§ **Given request**
Return each line in the records below that contains the string "firefighter".

§ **Exercise materials**
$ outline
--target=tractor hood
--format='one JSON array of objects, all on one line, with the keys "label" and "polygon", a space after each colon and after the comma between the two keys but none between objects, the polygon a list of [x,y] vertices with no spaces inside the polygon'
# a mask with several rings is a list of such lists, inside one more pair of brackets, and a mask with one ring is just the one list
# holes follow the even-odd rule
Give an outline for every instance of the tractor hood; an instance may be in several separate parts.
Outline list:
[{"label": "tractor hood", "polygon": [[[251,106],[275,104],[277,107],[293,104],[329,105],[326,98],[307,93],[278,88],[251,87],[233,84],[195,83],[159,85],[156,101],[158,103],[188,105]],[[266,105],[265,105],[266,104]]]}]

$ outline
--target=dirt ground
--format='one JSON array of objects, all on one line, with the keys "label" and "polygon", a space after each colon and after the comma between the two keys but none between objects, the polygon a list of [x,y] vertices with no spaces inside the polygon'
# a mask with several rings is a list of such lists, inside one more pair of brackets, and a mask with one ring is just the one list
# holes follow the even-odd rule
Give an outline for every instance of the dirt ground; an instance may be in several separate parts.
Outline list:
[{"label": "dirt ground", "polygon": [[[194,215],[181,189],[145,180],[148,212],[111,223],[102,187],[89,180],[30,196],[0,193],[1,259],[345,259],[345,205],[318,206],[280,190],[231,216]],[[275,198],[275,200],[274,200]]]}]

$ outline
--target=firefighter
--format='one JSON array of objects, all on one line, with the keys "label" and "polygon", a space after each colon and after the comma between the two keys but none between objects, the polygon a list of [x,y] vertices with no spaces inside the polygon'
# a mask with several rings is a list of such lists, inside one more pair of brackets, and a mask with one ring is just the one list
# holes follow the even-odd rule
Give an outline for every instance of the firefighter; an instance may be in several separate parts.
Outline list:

...

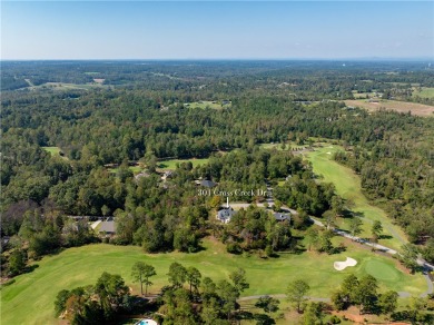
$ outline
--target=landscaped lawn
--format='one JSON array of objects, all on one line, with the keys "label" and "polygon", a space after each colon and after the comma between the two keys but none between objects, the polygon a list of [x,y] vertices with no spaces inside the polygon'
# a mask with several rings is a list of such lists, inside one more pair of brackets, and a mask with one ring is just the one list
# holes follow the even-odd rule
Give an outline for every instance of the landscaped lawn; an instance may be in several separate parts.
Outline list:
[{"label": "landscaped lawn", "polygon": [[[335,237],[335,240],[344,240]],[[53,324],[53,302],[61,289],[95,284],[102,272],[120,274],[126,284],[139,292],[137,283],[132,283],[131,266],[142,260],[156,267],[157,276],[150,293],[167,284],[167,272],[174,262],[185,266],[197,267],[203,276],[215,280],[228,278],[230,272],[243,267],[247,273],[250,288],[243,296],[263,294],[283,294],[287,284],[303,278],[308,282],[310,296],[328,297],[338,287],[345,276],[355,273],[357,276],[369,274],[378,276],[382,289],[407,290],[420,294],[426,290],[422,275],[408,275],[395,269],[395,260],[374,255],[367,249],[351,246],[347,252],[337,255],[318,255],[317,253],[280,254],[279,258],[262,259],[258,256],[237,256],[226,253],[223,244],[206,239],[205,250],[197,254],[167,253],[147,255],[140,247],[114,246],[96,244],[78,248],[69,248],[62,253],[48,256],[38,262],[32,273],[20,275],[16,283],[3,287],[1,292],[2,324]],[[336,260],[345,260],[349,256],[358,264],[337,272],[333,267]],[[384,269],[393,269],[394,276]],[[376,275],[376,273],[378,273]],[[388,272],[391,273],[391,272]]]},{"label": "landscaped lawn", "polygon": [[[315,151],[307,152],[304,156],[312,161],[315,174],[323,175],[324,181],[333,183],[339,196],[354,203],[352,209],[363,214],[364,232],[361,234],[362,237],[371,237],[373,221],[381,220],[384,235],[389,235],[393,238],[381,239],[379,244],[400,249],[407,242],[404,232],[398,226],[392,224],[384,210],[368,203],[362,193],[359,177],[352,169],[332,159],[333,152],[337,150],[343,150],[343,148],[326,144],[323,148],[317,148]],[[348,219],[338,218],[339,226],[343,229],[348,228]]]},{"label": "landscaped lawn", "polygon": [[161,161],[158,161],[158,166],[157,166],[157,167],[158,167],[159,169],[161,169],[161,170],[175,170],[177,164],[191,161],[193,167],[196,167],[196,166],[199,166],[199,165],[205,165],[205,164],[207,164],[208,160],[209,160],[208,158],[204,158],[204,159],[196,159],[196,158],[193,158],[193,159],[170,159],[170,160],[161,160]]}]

§ **Task output**
--target=firefighter
Give an outline for every instance of the firefighter; an instance may be in several separate parts.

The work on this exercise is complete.